_Task prompt_
According to the passage on cutting personal emissions, what percentage of Philadelphia's carbon footprint comes from the built environment?

_Given passage_
■ ■ ■ ■ ■ ■ ■

Margaret Reinhart, a senior lecturer at the University of the Sciences who teaches a class on climate change, said a ton of global deforestation happens to make room for livestock. And then there’s the issue that cows themselves produce methane gas — which hastens global warming.

But they get it. Going totally vegan can be overwhelming.

Reinhart recommends you start small: Try a meatless diet just one day a week. Once you’re used to that, scale it up as much as you can.

“By adopting a plant-rich diet, and having at least several days a week where you don’t eat meat,” Reinhart said, “you can reduce up to 50% of your greenhouse gas emissions.”

Drive less

You saw this one coming, right?

All together, cars produce about one-third of the country’s air pollution. Atsu Muto from Temple University’s Department of Earth and Environmental Science is shocked that in a city with ample public transit options, more people haven’t stopped driving.

“I have students who come late to class saying that they couldn’t find a parking spot,” said Muto, whose university has two subway stops and a Regional Rail station just a few blocks from campus. “It’s a little disappointing that not as many people take public transit as often as they could.”

Scientists like Brown-Goodall say transportation “could not be a more important part of this.” Switch to walking, biking and public transit as much as you can, they recommend.

Reduce power usage in your home

Almost three-quarters of Philly’s emissions come from a source you probably wouldn’t expect: Buildings.

“Almost everybody is flabbergasted when we say that 72% of our carbon footprint comes from the built environment,” said Christine Knapp, director of Philly’s Office of Sustainability. “Often that’s usually very invisible, because we don’t think of buildings as polluters.”

■ ■ ■ ■ ■ ■ ■

_Data entries_

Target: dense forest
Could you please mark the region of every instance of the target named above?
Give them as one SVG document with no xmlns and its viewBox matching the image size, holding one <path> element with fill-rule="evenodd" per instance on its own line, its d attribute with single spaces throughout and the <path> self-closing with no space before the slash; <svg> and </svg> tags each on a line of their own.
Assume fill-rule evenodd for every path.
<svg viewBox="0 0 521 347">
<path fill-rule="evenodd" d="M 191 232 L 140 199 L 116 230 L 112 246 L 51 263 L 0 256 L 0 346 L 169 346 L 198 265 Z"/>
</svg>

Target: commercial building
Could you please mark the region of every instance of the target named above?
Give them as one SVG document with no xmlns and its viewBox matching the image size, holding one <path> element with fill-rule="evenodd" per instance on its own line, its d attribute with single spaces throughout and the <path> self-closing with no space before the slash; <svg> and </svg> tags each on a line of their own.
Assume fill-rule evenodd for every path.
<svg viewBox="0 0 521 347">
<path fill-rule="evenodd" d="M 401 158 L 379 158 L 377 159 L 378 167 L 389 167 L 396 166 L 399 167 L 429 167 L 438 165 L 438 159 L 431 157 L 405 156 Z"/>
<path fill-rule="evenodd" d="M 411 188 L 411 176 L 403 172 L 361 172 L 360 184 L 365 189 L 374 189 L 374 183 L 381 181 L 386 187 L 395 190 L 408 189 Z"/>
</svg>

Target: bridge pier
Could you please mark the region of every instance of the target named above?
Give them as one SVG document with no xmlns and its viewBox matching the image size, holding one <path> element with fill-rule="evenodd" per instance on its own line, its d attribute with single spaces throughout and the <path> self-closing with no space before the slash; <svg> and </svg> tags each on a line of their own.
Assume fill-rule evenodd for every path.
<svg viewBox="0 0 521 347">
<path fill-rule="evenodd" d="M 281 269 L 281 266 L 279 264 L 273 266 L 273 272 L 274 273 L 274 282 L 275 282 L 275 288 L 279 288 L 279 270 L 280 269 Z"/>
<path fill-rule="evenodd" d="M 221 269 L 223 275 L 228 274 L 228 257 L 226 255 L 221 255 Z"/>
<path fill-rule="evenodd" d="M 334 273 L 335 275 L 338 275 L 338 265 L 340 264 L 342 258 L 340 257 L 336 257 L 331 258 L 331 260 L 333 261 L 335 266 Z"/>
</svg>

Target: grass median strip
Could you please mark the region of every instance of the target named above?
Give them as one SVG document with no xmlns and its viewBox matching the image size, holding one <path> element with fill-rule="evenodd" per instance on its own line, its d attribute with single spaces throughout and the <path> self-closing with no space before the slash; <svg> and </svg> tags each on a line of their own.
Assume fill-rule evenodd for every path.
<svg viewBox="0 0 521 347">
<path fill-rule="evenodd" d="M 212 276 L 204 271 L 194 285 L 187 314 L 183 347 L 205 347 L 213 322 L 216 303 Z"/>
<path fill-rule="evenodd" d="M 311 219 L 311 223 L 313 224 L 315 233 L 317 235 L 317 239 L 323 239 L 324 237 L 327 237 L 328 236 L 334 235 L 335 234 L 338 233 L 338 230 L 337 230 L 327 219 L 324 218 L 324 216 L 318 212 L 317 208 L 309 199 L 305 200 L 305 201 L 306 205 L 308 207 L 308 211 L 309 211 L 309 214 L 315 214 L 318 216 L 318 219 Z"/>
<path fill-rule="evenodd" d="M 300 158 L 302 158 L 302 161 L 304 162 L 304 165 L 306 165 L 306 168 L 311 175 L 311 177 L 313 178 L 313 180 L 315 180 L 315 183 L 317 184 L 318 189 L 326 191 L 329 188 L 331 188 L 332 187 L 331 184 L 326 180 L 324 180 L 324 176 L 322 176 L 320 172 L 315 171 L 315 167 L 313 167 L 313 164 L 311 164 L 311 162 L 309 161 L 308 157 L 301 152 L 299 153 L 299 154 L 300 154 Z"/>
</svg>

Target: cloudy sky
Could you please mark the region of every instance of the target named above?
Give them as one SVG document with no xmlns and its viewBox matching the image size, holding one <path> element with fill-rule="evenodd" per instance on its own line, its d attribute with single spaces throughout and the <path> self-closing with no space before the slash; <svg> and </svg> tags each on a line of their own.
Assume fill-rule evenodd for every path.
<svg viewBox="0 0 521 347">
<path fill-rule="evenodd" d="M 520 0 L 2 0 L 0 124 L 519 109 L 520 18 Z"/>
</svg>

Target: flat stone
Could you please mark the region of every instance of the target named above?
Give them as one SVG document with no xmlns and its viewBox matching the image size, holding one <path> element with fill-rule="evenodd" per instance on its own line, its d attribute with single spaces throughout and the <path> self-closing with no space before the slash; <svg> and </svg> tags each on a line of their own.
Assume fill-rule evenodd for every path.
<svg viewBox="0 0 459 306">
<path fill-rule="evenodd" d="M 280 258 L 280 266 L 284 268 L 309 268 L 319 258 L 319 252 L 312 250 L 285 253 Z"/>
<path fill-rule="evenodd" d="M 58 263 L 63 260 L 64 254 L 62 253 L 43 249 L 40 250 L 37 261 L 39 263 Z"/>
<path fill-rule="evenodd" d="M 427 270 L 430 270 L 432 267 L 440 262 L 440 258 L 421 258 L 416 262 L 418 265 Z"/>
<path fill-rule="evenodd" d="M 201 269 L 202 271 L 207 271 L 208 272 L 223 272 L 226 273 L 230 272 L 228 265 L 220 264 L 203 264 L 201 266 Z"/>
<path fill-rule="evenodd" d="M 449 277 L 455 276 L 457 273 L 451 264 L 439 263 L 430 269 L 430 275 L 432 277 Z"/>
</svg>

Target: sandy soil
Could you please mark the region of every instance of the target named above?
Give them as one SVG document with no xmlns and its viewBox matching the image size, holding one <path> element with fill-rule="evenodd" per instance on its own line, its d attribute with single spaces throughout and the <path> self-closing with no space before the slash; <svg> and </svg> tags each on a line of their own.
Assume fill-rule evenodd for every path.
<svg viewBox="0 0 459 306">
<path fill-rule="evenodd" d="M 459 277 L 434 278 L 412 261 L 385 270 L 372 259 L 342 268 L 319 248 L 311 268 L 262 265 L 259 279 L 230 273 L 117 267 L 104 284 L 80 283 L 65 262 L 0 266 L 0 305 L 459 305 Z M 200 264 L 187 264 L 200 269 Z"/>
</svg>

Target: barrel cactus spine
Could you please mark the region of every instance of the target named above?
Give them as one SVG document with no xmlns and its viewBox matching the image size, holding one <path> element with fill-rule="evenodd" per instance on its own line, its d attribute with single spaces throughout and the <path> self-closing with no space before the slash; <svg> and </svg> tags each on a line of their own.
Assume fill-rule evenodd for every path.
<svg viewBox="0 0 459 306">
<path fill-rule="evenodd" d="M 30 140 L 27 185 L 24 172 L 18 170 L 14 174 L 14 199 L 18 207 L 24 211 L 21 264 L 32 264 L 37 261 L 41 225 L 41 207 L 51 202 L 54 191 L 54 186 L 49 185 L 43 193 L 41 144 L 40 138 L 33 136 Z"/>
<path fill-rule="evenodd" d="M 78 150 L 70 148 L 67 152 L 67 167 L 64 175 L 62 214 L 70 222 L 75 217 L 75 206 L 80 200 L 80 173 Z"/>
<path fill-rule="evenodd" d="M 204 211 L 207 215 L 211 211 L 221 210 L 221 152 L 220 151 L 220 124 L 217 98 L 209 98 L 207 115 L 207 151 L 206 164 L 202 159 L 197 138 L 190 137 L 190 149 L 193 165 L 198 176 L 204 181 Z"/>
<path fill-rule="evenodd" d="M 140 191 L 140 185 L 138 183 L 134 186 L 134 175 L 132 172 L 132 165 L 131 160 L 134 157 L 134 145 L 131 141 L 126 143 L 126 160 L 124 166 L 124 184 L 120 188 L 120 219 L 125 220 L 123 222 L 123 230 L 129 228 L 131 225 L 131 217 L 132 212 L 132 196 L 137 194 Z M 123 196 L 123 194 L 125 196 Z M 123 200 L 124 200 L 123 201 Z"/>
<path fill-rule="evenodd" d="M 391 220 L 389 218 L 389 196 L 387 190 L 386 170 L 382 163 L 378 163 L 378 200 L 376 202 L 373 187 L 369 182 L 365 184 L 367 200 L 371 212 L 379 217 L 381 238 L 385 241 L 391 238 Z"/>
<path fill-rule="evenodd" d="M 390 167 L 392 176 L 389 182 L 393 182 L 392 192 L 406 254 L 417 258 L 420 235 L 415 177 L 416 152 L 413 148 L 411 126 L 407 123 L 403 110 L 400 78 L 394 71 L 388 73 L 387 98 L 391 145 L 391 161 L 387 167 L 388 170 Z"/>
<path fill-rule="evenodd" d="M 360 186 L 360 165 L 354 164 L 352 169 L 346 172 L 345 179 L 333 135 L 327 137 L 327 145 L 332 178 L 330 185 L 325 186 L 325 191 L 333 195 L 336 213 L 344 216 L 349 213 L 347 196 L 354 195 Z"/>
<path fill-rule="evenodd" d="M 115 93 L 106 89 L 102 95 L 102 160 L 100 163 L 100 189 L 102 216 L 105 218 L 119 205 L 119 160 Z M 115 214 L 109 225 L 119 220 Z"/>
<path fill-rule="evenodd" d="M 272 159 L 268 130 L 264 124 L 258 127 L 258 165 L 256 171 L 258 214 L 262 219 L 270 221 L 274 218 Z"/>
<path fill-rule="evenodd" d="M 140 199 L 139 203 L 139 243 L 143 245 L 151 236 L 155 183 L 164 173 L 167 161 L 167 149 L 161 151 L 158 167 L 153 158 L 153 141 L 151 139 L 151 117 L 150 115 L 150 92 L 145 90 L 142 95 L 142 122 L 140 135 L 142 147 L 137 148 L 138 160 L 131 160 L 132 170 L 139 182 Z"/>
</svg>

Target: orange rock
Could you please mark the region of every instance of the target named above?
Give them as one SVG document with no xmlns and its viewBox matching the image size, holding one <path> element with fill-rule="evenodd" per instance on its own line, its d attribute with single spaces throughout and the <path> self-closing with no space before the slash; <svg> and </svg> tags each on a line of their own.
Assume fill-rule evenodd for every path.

■ ■ ■ ■ ■ ■ ■

_The response_
72%